# [WHAT IS BEING ASKED]
Please lift out the stretch from "## Erwin (Oct" through "for all seasons?" in the forum thread below about wearing tall Danner boots, copying it word for word.

# [SOURCE PASSAGE]
....

# Now I get a pair of nice Danner 16" boots. How can I wear them?



## Erwin (Oct 29, 2010)

After 8 years of climbing with regular 6" safety boots, I finally decided to cough up the $400 for a pair of 16" Danner lineman boots. They look very nice, and probably very comfitable too. However, I could not figure out how to wear the long boots (never did this before). Here are a few questions, please help. Thanks
1. When you wear tall boots like that, what pants do you wear? I always wear work jeans to climb with 6" boots. However, the legs of my jeans will not fit over the tall boots. I'm wearing a pair of khaki pants over the boots to the office to day to break in. I do not think that khaki pants are suitable for climbing trees. What do you wear?

2. What sucks do you wear with the tall boots. Do they have to be longer than my boots? Also, the only long socks I see in Cabela's are the heavy wool socks. are they good for all seasons?


----------



## deevo (Oct 29, 2010)

....

# [SUPPLIED DATA]
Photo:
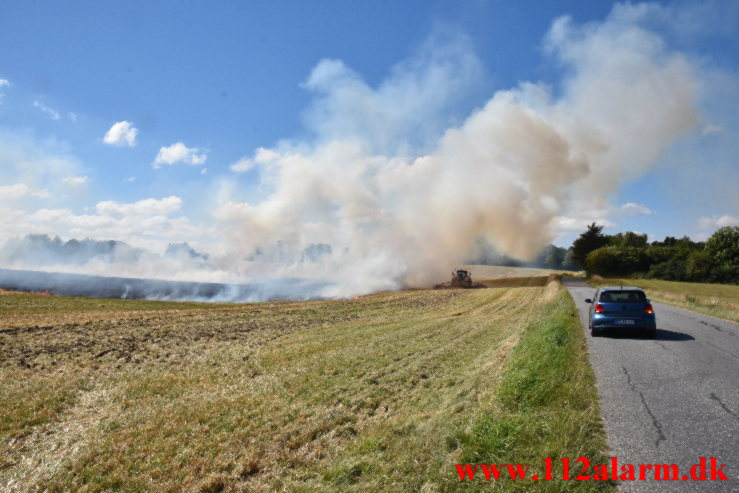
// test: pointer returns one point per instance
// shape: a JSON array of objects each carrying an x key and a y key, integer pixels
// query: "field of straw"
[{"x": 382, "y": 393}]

....

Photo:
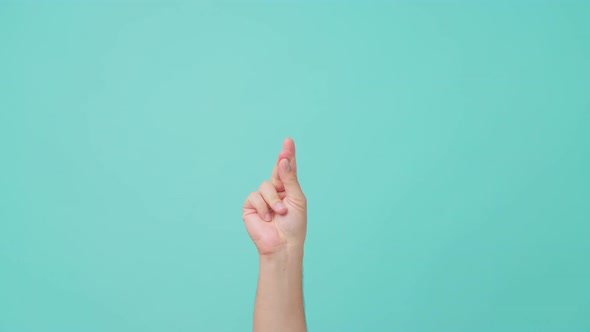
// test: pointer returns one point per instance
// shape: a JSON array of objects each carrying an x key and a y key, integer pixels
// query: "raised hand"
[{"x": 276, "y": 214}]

....

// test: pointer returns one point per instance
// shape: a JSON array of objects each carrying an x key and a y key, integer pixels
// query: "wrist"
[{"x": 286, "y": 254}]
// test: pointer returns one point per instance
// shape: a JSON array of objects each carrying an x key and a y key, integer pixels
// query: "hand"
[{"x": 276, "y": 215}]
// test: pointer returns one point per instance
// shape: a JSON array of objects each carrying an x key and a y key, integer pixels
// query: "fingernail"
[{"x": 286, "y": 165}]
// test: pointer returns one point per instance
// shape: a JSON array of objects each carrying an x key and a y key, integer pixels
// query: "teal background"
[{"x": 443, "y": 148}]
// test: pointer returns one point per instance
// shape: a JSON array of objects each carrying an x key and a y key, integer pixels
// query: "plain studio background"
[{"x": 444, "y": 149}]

....

# [FINAL RESULT]
## Erwin (Oct 29, 2010)

After 8 years of climbing with regular 6" safety boots, I finally decided to cough up the $400 for a pair of 16" Danner lineman boots. They look very nice, and probably very comfitable too. However, I could not figure out how to wear the long boots (never did this before). Here are a few questions, please help. Thanks
1. When you wear tall boots like that, what pants do you wear? I always wear work jeans to climb with 6" boots. However, the legs of my jeans will not fit over the tall boots. I'm wearing a pair of khaki pants over the boots to the office to day to break in. I do not think that khaki pants are suitable for climbing trees. What do you wear?

2. What sucks do you wear with the tall boots. Do they have to be longer than my boots? Also, the only long socks I see in Cabela's are the heavy wool socks. are they good for all seasons?